**Texte extrait:**

|---|

Au milieu du I° siècle, Sénèque et Pline indiquent qu'on l'utilise avec le marbre d'Alexandrie pour obtenir une sorte de marqueterie de pierre. Vers la fin du siècle, Stace le cite et précise qu'il est jaune et pourpre. Il continue d'être prisé au siècle suivant, comme le montrent Juvénal et Solinus, qui le qualifie d'eximium (exceptionnel). Du marbre numidique est exporté vers la Méditerranée orientale.

Vers la fin du II° siècle l'architecte Hippias avait, quelque part en Orient, construit des thermes ornés de marbre de Numidie. On en a retrouvé aussi à Grand, dans les Vosges.

Chemtou (Simitthu) : Carrières de marbre aux environs du site
[006-1983-01] Chemtou (Simitthu) : Carrières de marbre aux environs du site

Et au début du VII° siècle, Isidore de Séville le connaît. L'évêque précise qu'il est exporté par la Numidie, et qu'il présente des veines de la couleur du safran.

 

Naturellement, on a découvert des éléments architecturaux en marbre de Chemtou dans plusieurs des villes d'Afrique, à Carthage, à Thacia (Bordj Messaoudi près de Musti), à Thubursicum Numidarum (Khemissa - Algérie -), à Lepcis Magna (Lybie) et à Césarée (Cherchell - Algérie -), etc.

 

Simitthu offre ainsi l'exemple, rare dans les provinces africaines, d'une ville dont les activités ne sont pas uniquement liées à l'agriculture ou au commerce.


Chemtou (Simitthu) : Pont de Trajan
[NB044-1978-05] Chemtou (Simitthu) : Pont de Trajan

Un pont monumental est jeté sur la Medjerda.

 

Du côté de la rive droite, les deux premières arches existaient encore vers 1870 ; depuis lors, l'une d'elles a été abattue. Ces deux arches s'élevaient encore de près de quinze mètres au-dessus du fleuve. Les voûtes sont naturellement en plein cintre. Les autres piles se sont effondrées sous les efforts des eaux et encombrent de leurs débris le lit de la Medjerda. Sur la rive gauche, on remarque les restes d'une puissante jetée qui devait former à la fois l'amorce du pont et celle d'un quai. Cette jetée est construite avec des pierres de toute nature, notamment avec des pierres funéraires et même des bases de statues, ce qui indique, à défaut d'autres indices, qu'elle a été faite ou tout au moins fortement réparée à une basse époque.

|---|

**Données fournies:**
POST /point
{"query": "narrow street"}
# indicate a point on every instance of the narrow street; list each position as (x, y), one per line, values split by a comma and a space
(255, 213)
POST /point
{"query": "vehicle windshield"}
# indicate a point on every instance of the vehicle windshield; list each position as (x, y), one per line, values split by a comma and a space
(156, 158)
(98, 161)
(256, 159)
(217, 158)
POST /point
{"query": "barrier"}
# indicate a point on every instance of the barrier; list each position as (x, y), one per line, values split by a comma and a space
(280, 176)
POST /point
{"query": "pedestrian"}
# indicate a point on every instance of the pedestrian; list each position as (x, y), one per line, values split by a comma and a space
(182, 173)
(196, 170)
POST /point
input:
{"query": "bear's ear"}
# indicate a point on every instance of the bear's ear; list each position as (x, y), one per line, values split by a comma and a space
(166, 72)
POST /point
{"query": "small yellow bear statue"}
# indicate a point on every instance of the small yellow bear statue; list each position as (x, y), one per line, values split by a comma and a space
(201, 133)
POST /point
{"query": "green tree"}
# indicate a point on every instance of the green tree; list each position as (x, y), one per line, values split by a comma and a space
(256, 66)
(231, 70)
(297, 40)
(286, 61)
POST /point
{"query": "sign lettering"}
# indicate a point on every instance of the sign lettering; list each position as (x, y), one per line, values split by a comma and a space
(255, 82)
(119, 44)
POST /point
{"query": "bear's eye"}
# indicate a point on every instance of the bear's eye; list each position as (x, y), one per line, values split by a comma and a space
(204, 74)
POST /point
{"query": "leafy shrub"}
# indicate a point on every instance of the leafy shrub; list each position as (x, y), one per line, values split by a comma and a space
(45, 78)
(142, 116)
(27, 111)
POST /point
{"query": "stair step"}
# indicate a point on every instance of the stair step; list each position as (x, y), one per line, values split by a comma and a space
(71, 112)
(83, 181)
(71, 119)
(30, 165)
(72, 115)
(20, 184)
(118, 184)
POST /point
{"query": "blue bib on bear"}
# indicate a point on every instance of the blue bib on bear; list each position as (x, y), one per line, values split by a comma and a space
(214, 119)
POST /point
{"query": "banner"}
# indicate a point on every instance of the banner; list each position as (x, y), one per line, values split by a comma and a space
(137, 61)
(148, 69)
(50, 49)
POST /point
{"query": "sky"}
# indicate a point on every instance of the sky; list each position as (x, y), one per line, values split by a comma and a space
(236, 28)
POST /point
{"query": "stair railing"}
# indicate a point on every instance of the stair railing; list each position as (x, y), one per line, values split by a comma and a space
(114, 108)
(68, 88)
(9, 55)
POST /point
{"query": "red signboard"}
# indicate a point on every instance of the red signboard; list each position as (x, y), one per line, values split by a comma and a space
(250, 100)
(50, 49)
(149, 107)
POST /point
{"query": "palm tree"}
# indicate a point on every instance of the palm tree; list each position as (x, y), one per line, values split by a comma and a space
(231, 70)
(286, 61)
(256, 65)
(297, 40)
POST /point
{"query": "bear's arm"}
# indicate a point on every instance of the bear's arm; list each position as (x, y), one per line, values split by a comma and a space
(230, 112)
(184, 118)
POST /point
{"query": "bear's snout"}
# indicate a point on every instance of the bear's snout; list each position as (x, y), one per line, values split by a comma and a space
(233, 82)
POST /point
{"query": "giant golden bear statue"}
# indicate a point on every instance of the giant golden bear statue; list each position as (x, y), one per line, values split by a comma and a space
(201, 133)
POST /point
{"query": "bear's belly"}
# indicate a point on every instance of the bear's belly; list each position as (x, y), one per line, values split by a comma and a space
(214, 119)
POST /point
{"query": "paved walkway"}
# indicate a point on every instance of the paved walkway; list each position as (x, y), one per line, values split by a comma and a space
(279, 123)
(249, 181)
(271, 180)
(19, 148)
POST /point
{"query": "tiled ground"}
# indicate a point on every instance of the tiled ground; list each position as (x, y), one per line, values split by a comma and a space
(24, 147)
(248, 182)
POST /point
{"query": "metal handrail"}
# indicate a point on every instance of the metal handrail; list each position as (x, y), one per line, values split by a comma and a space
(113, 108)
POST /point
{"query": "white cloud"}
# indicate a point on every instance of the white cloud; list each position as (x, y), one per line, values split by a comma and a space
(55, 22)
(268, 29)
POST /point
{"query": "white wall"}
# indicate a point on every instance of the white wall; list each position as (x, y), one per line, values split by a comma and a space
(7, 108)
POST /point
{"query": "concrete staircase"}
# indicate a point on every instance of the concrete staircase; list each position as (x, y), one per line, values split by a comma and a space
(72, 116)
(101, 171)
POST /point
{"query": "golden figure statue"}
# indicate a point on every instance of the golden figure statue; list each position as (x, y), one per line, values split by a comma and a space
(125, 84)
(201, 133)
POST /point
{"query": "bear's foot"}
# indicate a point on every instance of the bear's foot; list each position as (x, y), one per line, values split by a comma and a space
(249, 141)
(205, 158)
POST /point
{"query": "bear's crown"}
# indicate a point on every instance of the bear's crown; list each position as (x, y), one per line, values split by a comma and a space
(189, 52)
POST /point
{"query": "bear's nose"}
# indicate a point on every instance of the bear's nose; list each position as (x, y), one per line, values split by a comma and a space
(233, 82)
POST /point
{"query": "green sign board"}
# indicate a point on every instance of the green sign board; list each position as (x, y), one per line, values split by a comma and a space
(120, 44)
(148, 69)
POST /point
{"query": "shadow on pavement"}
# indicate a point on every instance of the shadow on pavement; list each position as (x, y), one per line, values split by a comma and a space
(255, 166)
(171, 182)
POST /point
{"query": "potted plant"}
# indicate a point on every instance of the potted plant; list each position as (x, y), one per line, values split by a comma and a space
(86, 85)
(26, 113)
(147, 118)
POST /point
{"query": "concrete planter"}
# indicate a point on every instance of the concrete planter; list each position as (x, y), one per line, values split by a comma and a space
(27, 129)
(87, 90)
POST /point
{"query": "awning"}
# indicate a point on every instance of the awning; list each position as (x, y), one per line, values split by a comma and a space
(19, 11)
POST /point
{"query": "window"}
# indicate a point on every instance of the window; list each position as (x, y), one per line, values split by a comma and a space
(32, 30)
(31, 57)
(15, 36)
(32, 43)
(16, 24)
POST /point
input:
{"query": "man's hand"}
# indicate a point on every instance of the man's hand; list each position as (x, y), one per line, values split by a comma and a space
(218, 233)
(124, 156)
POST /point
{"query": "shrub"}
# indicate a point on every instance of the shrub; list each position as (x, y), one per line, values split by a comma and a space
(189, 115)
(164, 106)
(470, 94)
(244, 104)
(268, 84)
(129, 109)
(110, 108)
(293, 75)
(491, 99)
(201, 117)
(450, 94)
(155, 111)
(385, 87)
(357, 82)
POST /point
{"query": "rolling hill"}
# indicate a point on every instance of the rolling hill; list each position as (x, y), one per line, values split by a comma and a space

|---|

**Travail à faire:**
1. D'après le texte sur le marbre de Chemtou, de quelles couleurs Stace dit-il que ce marbre est ?
2. Recopiez mot pour mot le passage du texte sur Chemtou qui va de « Simitthu offre ainsi » à « sur la Medjerda. ».
3. Reprenez le texte sur Chemtou et son marbre à la suite de sa dernière phrase.

**Corrigé des exercices:**
1. Selon Stace, il est jaune et pourpre.

2.
Simitthu offre ainsi l'exemple, rare dans les provinces africaines, d'une ville dont les activités ne sont pas uniquement liées à l'agriculture ou au commerce.


Chemtou (Simitthu) : Pont de Trajan
[NB044-1978-05] Chemtou (Simitthu) : Pont de Trajan

Un pont monumental est jeté sur la Medjerda.

3.
 Au centre du parapet était fixée jadis une grande dalle de marbre rose, qui s'est écroulée avec les pierres qui l'avoisinaient ; elle gisait au milieu même de la Medjerda lorsqu'elle a été découverte. Elle fut dégagée à grand-peine du lit de gravier dans lequel elle était aux trois quarts ensevelie ; et, après l'avoir relevée au-dessus du niveau de la nappe d'eau qui la recouvrait, on put lire l'inscription qu'elle portait.

On y lit : " L'empereur Nerva Trajan (c'est-à-dire l'empereur Trajan), fils du divin Nerva, très bon, Auguste, Germanique, Dacique, souverain pontife, revêtu des pouvoirs de tribun pour la seizième fois, salué imperator pour la sixième et consul pour la sixième, père de la patrie, a construit de fond en comble ce nouveau pont, par la main de ses soldats et aux frais de son trésor, au profit de la province d'Afrique ".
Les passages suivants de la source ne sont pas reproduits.